* begin Page excerpt *

Layne has tons of great vblogs, here he has one where he addressed creatine specifically. I don’t think he stated anything earth shattering or that he hasn’t mentioned before. He laid out very concisely his views, and more importantly research’s views on creatine. In my own practice, I don’t think I was that far off. His discussion of creatine will run until a little after the 4 minute mark (he gets into Silk Amino Acids and myostatin… interesting too).
Creatine Take Aways
1.) Only use creatine monohydrate – it works, it’s proven, it’s safe. And it’s CHEAP compared to the fancy schmancy versions of creatine being marketed as superior. Again, don’t get it loaded with sugar/flavored/etc. Plain creatine monohydrate works great!
2.) You don’t have to load! Within a couple weeks your muscles will be saturated with creatine either way.
3.) If you’re getting bloated, you’re taking too much creatine. (Undigested creatine is what can cause gastrointestinal issues. If you’re having issues dial back your creatine and don’t load!)
4.) You don’t have to cycle creatine monohydrate. (Actually trying this was new to me – I’ve been on 5g daily for about 6 months now. You can still cycle to help become more responsive to creatine again. It is up to you.)
5.) Don’t believe all the hype! Hype got me too… But more and more I’m sticking to research and what science is showing as effective. And this case creatine monohydrate is as effective as it gets, and cheaper too!

* end Page excerpt *
* begin Extracted entries *

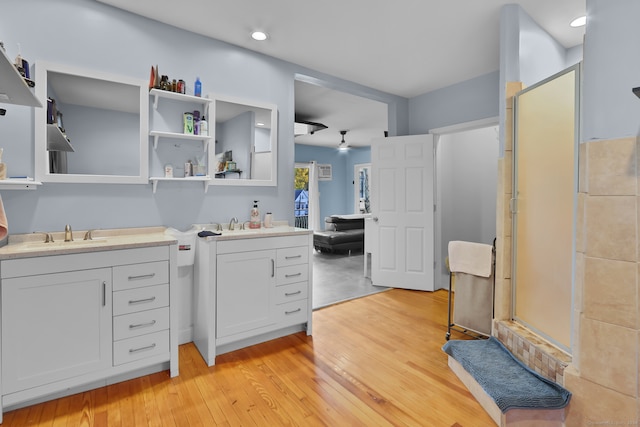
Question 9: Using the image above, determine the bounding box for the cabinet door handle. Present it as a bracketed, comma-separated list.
[129, 320, 156, 329]
[129, 297, 156, 305]
[284, 273, 302, 279]
[129, 273, 156, 280]
[129, 343, 156, 354]
[284, 291, 302, 297]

* end Extracted entries *

Required work: Quote the creatine post above in full, word for word.

Solution for this problem:
Layne has tons of great vblogs, here he has one where he addressed creatine specifically. I don’t think he stated anything earth shattering or that he hasn’t mentioned before. He laid out very concisely his views, and more importantly research’s views on creatine. In my own practice, I don’t think I was that far off. His discussion of creatine will run until a little after the 4 minute mark (he gets into Silk Amino Acids and myostatin… interesting too).
Creatine Take Aways
1.) Only use creatine monohydrate – it works, it’s proven, it’s safe. And it’s CHEAP compared to the fancy schmancy versions of creatine being marketed as superior. Again, don’t get it loaded with sugar/flavored/etc. Plain creatine monohydrate works great!
2.) You don’t have to load! Within a couple weeks your muscles will be saturated with creatine either way.
3.) If you’re getting bloated, you’re taking too much creatine. (Undigested creatine is what can cause gastrointestinal issues. If you’re having issues dial back your creatine and don’t load!)
4.) You don’t have to cycle creatine monohydrate. (Actually trying this was new to me – I’ve been on 5g daily for about 6 months now. You can still cycle to help become more responsive to creatine again. It is up to you.)
5.) Don’t believe all the hype! Hype got me too… But more and more I’m sticking to research and what science is showing as effective. And this case creatine monohydrate is as effective as it gets, and cheaper too!